■ COMPITI DA SVOLGERE
1 - Stabilisca se ciascuna delle seguenti affermazioni concorda con il brano su Gramsci, rispondendo sì o no e citando le parole del brano che lo dimostrano: (a) nella prima parte dello spettacolo l'interprete dà voce a Gramsci; (b) all'inizio l'interprete si sentiva pienamente all'altezza del compito; (c) la lingua usata nella prima parte è contemporanea.
2 - Secondo il brano su Gramsci, chi ha fornito un aiuto fondamentale nel lavoro sulle parole di Gramsci?
3 - Prosegua il brano su Gramsci a partire dal punto in cui termina.

■ TESTO DA LEGGERE
──────

Nella prima parte dello spettacolo ti trasformi davvero in Gramsci.
«È stato molto difficile, perché se da un lato c’era l’entusiasmo dall’altro c’era la lingua che usiamo appunto nella prima parte, in cui interpreto Gramsci, una lingua profondamente accurata, non contemporanea. All’inizio non mi sentivo all’altezza di questo compito, la grandezza di quel pensiero è quasi spaventosa, e per come piace a me fare il mio mestiere, per poter veramente essere in grado di emanare quella potenza, ciò significava fare un lavoro di aderenza e incarnamento enorme. Però, con il fondamentale aiuto di Matteo e Iacopo, si è lavorato in maniera certosina proprio affinché le parole di Gramsci nascessero dentro di me arrivando a un’emanazione di quel pensiero talmente radicata che ogni volta che mi ritrovo in scena a fare la prima parte, la più difficile, ho bisogno di una concentrazione enorme. Adesso sono in grado di librarmi bene su questo ruolo, perché abbiamo lavorato in modo tale da affondare nel nucleo di quei concetti politici, tanto che ogni volta che mi ritrovo a dire quelle parole mi sembra che siano state scritte ieri».

──────

■ DATI FORNITI
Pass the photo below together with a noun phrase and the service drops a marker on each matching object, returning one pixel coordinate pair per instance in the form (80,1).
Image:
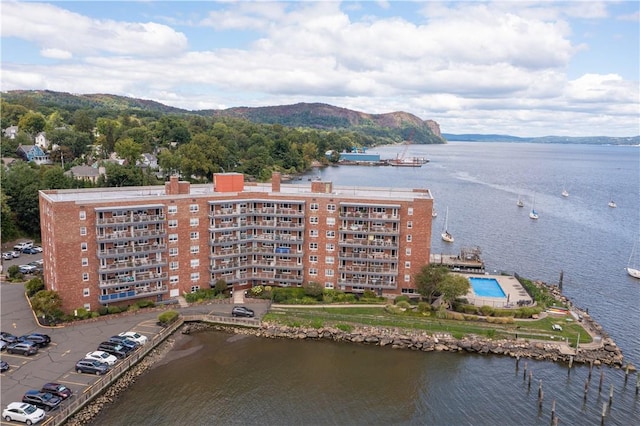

──────

■ SOLUZIONI DEI COMPITI
1 -
(a) Sì: «nella prima parte, in cui interpreto Gramsci».
(b) No: «All’inizio non mi sentivo all’altezza di questo compito».
(c) No: «una lingua profondamente accurata, non contemporanea».

2 - Matteo e Iacopo.

3 -
Invece per la seconda parte, quella in cui interpreti il personaggio di Nino Russo, come è stato l’approccio?
«Ci siamo mossi in maniera completamente diversa. Volevamo far reagire chimicamente la seconda parte con la prima, e mentre ci stavamo lavorando è saltata fuori la notizia che a Bari un ignoto aveva deturpato il murales dedicato a Gramsci sul carcere di Turi con la scritta “GAY”, ed ecco quindi la corrispondenza che cercavamo. Da lì abbiamo lavorato totalmente di improvvisazione, e siccome sono molto legato alle mie origini siciliane, abbiamo puntato su quella che chiamo la mia “mitologia di origine” e su un elemento di quelle figure di questa mia mitologia regionale che poteva corrispondere a questo ipotetico vandalo (che non è mai stato individuato) e che abbiamo battezzato Nino Russo. Ho voluto così lavorare su quelle che sono reminiscenze delle mie origini, per poter però attraverso quelle empatizzare con quella figura, non soltanto condannarla. Nella scrittura abbiamo reso Nino molto divertente e leggero, cercando però anche di comprendere quali erano le motivazioni che lo avevano spinto all’atto di vandalismo. E anche qui volevamo capire qual era la “carne” di questo personaggio, per poterlo poi portare in scena – per quanto in un mondo sideralmente opposto – con la stessa aderenza della prima parte».
Cosa ti ha lasciato l’approfondimento di Gramsci?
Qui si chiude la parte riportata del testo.